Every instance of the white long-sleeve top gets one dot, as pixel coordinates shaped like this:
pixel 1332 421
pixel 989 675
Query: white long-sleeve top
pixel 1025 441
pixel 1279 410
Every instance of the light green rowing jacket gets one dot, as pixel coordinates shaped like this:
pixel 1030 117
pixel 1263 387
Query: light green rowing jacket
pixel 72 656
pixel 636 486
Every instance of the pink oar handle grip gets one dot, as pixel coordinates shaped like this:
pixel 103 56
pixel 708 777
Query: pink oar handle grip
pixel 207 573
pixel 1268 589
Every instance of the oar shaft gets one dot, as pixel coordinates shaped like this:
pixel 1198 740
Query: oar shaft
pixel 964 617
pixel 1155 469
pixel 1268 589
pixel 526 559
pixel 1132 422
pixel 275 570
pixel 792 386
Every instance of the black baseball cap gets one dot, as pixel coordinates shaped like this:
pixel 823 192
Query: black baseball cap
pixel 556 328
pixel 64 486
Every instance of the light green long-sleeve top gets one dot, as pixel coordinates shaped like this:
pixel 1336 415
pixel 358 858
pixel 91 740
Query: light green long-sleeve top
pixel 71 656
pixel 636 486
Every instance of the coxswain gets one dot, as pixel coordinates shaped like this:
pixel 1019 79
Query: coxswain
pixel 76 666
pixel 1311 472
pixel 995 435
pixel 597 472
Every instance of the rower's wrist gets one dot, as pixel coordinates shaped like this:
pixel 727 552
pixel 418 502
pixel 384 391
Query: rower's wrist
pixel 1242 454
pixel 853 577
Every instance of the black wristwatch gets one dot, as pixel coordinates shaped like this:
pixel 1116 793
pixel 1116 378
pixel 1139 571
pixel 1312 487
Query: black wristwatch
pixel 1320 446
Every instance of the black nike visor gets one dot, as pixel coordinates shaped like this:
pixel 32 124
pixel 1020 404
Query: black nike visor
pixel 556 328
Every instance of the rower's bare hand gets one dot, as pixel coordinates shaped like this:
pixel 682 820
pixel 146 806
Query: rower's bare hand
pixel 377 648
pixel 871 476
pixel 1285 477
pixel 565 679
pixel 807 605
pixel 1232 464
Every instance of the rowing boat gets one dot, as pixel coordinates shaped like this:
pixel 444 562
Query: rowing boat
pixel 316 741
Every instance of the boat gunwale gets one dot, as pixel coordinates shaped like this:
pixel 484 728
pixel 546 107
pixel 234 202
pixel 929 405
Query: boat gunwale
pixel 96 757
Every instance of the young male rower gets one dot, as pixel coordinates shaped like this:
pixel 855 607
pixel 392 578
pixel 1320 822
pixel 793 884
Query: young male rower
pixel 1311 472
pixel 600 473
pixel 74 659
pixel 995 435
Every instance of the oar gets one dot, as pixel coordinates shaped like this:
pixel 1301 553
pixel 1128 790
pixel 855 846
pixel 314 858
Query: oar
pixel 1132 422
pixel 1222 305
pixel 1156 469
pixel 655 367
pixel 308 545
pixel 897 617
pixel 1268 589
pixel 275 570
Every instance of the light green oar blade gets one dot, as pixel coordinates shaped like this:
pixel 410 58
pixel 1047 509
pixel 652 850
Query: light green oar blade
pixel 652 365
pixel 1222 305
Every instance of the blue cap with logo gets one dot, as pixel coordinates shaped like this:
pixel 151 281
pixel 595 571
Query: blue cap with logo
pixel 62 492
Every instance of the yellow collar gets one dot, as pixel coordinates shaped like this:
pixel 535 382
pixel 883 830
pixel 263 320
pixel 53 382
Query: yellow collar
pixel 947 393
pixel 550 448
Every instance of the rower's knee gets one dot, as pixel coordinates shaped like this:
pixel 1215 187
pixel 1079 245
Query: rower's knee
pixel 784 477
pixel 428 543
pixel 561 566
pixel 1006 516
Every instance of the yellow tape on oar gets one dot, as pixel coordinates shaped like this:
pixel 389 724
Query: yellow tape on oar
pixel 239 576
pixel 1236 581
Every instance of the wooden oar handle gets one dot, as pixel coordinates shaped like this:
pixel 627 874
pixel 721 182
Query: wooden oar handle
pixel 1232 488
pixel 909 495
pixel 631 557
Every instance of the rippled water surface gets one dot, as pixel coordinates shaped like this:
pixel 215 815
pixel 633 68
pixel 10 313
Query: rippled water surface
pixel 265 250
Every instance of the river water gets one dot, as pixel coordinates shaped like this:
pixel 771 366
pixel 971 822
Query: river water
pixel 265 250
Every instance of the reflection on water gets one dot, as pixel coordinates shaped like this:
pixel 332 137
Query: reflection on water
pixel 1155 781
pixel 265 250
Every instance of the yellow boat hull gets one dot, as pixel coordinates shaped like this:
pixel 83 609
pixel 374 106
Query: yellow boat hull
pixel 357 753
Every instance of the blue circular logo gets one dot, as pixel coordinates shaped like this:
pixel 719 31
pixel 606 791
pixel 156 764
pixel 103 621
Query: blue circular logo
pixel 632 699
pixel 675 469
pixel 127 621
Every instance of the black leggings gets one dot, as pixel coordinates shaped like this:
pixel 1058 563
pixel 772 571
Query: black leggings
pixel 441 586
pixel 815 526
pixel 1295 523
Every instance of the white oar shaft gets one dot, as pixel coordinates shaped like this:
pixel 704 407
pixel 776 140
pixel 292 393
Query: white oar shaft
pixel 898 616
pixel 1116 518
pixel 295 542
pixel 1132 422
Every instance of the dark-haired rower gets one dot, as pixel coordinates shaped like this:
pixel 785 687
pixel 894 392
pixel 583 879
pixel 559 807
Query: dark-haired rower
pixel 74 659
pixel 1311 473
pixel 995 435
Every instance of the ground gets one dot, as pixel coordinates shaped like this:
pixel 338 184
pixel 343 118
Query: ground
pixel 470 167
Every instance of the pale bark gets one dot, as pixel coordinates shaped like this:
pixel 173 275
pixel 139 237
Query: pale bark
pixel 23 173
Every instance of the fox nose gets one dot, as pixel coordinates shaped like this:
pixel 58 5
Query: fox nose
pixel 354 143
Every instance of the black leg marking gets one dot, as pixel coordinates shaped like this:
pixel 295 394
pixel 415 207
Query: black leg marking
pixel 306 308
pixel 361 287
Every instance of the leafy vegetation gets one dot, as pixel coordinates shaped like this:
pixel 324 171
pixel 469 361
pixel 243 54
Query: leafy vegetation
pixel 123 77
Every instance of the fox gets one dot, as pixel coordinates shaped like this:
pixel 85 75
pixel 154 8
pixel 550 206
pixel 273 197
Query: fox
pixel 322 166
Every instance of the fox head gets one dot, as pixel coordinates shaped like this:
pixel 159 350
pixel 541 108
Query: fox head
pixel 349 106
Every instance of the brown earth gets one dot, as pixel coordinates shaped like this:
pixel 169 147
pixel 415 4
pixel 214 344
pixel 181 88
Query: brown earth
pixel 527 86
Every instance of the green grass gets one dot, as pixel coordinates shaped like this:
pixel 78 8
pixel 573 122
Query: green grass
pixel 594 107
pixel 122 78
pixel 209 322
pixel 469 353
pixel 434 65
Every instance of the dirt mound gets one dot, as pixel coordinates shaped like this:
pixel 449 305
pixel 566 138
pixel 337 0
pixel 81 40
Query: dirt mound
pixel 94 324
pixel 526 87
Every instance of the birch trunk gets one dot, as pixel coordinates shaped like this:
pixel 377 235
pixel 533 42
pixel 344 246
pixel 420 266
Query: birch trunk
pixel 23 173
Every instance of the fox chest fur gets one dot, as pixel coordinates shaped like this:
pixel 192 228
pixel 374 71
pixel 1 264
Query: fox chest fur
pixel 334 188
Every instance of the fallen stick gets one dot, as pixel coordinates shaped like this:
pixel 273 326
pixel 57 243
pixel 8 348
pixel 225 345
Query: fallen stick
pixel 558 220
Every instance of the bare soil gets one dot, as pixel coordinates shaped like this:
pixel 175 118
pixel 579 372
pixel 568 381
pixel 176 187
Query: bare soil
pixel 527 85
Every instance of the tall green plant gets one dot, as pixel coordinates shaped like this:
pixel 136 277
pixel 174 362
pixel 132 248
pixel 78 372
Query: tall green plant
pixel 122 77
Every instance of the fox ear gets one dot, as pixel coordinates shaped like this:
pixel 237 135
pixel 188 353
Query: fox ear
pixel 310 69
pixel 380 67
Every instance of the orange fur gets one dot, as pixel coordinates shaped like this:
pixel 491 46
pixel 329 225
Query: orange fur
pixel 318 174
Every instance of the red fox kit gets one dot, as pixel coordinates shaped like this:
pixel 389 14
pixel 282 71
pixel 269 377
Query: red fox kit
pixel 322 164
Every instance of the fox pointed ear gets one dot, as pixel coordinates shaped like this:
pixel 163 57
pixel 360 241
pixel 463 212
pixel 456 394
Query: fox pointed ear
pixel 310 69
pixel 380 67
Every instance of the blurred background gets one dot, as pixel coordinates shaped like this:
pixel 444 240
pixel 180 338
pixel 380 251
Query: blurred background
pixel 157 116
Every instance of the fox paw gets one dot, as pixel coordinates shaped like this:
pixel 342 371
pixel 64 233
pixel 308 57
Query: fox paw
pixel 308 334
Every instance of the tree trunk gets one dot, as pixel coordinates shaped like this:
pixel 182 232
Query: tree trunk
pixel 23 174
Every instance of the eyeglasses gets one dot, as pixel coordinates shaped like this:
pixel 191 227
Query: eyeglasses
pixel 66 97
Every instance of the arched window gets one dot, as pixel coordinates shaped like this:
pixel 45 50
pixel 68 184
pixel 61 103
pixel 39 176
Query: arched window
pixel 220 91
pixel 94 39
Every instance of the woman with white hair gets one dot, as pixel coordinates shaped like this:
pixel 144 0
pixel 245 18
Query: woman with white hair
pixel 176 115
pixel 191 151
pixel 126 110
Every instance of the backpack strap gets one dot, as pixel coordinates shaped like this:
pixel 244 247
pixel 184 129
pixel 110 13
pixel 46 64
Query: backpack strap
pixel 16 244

Required task: Please update the data starting with the line with "Every instance of the white oar" and going on through the line with "pixel 470 167": write those lines out again with "dark-haired rower" changed to "rower with dark hair" and nothing else altered.

Response:
Every instance of the white oar shaft gets one dot, as pixel coordinates shaped like this:
pixel 704 407
pixel 776 140
pixel 292 393
Query: white oar shaft
pixel 898 616
pixel 1116 518
pixel 295 542
pixel 1132 422
Every instance of the rower with dark hair gets one dot, as pixel coordinates shaped like this:
pixel 785 687
pixel 894 392
pixel 583 879
pixel 559 807
Query: rower with dark hair
pixel 74 659
pixel 1311 473
pixel 995 435
Every instance of the ground gets one dot, as pixel coordinates shaped like this:
pixel 338 184
pixel 343 118
Query: ground
pixel 470 167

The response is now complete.